Exercise objective:
Gather every line in the records below that contains the word "leaf", and copy each one.
:: Materials provided
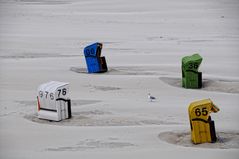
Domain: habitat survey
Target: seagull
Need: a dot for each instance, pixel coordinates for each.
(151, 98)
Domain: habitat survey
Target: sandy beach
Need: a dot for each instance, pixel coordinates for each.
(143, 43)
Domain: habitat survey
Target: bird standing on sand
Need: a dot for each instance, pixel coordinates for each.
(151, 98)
::::
:: Materials provided
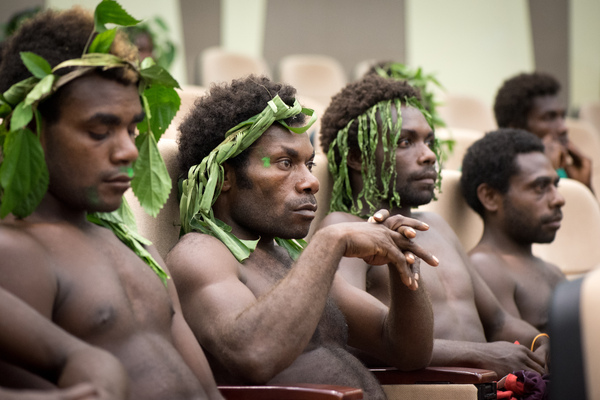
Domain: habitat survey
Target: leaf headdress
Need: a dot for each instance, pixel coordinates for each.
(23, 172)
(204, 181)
::::
:: Materials provided
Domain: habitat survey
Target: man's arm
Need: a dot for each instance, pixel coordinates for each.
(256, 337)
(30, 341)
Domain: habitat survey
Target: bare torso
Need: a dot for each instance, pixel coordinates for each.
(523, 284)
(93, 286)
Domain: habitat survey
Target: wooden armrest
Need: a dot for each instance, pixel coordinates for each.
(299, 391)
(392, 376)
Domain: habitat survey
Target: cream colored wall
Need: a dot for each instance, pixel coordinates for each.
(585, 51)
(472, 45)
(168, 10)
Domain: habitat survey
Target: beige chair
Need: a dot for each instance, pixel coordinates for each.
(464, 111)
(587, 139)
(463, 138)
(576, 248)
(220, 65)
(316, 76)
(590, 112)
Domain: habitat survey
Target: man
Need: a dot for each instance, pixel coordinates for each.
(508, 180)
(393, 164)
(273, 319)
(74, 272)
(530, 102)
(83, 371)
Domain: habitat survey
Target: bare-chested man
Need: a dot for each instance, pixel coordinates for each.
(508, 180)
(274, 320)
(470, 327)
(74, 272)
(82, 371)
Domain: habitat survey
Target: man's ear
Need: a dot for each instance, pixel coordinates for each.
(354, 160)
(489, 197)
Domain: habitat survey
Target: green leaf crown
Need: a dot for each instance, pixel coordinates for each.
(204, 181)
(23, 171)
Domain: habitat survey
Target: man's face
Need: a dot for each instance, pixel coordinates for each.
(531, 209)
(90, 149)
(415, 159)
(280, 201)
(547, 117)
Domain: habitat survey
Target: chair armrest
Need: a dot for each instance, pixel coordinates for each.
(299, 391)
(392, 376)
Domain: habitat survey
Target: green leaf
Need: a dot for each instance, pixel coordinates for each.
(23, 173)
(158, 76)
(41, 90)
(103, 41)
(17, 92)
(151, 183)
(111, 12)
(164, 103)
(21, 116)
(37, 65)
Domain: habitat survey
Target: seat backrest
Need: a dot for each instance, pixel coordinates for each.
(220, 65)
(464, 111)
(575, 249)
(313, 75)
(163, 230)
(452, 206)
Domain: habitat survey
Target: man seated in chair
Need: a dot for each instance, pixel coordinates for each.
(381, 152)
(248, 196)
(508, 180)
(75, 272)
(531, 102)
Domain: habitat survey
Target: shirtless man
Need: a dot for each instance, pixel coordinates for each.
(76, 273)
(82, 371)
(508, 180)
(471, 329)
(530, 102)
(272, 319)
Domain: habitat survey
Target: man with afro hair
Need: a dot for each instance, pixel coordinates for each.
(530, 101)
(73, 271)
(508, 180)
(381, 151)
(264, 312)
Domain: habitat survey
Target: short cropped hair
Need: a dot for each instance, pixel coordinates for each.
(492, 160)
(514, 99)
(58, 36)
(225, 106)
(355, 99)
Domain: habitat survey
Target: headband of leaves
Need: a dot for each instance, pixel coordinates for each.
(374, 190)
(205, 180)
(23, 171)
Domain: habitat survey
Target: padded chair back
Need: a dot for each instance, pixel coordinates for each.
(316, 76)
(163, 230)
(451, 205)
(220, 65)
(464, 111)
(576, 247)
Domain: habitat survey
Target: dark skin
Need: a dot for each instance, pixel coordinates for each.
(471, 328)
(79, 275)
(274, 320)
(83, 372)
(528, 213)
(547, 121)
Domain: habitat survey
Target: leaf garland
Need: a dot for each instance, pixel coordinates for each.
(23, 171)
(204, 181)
::::
Exercise result:
Target: leaf headdress
Target: green leaf crown
Target: green leaf
Target: leaf garland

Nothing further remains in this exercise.